Actions to take =
A. In the article on patient portal use by diabetic patients, whose patient portal usage did the researchers examine, and in which years?
B. Go on with the article on patient portal use among diabetic patients from the point where it stops.

- If it seemed as though the healthcare industry is continuously touting the benefits of patient portal use on overall health and wellness, you wouldn’t be wrong. Study after study suggests that patients who use the portal are more engaged with their care, and are generally healthier.
But new research shows that improved outcomes go beyond general porta adoption. The technology is nuanced, and different features have more profound effects on different patients.
Recently published in the Journal of Medical Internet Research, a study lead by Stephanie L. Shimada, PhD, shows that sustained patient portal use is effective in improving health for patients with diabetes, but those effects vary depending on whether the patient uses electronic prescription refill or secure direct messaging.
Shimada and her research team determined this by looking at patient portal usage at the Department of Veteran’s Affairs between 2010 and 2014. After investigating the associated health benefits of the tool, the researchers saw that patients used electronic prescription refill more frequently, but those who used secure direct messaging saw better health benefits.
“The rate of use and increase in use was greater for Web-based refills than for [secure messaging],” the researchers reported.
“We observed small, statistically significant, and potentially meaningful improvement in physiological measures among diabetic patients who initiated and sustained use of Web-based refills or SM or both via MHV. However, the association varied by specific MHV feature. Where a significant association was found, use of SM was associated with higher odds of improved outcomes than use of Web-based refills.”
Further, the researchers used an algorithm to adjust the frequency of patient use for electronic refill and secure messaging and predicted their health outcomes. This helped determine who the two different features impacted patient health in different ways.
“Adjusting for use of both the features in the model did shift the magnitude of the odds of achieving control,” the research team said. “This suggests that the association between patient portal use and health outcomes will vary based on the combination of different features used and how patients are using each feature for self-management of their health conditions.”

Data excerpts =
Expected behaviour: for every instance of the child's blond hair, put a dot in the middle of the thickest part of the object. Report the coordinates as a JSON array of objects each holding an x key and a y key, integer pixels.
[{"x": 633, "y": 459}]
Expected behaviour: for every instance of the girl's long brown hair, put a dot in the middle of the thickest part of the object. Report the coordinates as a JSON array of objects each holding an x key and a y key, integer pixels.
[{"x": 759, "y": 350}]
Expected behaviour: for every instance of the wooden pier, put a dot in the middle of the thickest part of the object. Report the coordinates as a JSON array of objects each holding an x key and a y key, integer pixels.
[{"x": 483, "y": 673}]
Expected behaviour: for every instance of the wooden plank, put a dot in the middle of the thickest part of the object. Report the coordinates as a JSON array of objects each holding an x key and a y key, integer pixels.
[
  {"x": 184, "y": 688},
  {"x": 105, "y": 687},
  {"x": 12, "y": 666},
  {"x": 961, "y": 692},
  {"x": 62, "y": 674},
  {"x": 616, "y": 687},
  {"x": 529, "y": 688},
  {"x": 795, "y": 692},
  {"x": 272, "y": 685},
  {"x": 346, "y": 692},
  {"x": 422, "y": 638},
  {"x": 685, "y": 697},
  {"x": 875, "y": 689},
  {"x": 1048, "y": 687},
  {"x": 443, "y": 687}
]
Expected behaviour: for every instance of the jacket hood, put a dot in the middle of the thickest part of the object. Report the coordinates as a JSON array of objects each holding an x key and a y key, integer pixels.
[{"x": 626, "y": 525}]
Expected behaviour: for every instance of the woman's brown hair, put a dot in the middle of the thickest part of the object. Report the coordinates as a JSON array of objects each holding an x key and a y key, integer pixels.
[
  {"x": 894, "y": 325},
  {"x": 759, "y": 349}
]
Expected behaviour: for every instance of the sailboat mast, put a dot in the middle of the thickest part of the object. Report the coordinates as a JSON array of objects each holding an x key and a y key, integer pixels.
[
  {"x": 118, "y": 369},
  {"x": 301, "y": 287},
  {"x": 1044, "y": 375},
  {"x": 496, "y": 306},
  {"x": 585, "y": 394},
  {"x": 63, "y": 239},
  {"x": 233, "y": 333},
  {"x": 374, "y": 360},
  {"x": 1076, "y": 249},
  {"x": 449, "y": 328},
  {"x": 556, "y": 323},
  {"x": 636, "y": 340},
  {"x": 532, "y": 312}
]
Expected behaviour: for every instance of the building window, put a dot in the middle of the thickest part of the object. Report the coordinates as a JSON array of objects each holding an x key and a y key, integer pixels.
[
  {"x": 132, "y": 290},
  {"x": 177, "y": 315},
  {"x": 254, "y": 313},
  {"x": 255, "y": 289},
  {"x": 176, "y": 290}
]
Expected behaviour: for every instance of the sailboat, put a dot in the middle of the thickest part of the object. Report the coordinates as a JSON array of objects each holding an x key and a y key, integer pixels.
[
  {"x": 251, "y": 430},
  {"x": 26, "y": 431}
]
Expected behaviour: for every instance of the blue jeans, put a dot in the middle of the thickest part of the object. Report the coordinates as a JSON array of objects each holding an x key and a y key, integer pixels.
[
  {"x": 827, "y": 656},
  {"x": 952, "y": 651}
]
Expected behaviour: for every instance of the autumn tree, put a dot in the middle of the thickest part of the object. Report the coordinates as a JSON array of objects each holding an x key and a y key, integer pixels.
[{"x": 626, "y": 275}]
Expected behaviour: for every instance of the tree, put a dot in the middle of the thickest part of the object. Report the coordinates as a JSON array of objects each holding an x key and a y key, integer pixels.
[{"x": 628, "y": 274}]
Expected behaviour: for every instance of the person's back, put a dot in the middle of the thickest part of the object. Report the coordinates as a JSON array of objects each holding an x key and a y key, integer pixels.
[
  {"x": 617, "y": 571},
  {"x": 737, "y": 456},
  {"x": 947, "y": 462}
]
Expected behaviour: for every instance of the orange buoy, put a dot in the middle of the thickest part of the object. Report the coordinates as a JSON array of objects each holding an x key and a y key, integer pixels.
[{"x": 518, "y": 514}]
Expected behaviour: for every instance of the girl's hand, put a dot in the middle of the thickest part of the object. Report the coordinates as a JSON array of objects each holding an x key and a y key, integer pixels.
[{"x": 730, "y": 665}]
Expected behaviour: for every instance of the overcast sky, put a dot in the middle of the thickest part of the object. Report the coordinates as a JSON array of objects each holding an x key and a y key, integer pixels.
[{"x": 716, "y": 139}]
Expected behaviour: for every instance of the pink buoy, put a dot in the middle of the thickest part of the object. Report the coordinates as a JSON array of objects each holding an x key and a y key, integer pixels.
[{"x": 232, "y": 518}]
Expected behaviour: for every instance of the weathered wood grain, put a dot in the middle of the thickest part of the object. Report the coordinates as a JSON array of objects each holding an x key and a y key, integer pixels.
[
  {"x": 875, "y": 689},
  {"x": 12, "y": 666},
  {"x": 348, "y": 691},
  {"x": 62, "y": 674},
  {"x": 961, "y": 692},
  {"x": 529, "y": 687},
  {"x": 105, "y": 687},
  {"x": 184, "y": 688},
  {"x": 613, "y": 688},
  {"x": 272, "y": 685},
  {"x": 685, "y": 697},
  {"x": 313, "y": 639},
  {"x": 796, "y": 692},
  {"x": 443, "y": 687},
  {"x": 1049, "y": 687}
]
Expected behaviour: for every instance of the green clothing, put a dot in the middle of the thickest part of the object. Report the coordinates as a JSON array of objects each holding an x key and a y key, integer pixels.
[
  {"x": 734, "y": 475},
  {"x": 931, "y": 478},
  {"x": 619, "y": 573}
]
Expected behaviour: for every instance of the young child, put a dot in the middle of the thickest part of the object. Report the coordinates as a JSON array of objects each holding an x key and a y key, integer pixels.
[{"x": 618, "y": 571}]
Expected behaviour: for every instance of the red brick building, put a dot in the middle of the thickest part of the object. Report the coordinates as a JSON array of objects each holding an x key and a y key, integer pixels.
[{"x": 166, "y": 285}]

Your written answers =
A. Patient portal usage at the Department of Veteran's Affairs, between 2010 and 2014.

B.
With regard to secure messaging, Shimada and colleagues said patients who used this feature likely saw better health because it boosts patient-provider communication. Because patients consult with their providers more frequently, providers are able to adjust medications, remind patients to adhere to treatment plans, answer questions, and coordinate care between patients and other providers.
Electronic refill, while also effective in improving diabetic care, likely had a less powerful effect because its impact was generally limited to medication adherence. Because receiving medications was made easier through the use of a web-based tool, patients were more likely to refill prescriptions and take those medications.
“To the extent that Web-based refills increase the likelihood of refilling prescriptions, they may improve availability of medications, which may lead to improvements in adherence,” the team said.
Shimada and the research team emphasized that this research shows how nuanced patient portal use is. While most studies examine the effects of the tool as a whole or only one feature within the portal, it does not take into account how different features can influence one another.
“This work also expands on previous research that has often focused generally on the patient portal or PHR use or the use of a particular feature such as SM, without accounting for their relative effects when used in combination with other features,” the team explained.
“As features continue to be added to portals, further research should continue to examine the effects of different portal features both separately and in combination, to determine which features are most effective at improving the specific patient outcomes of interest.”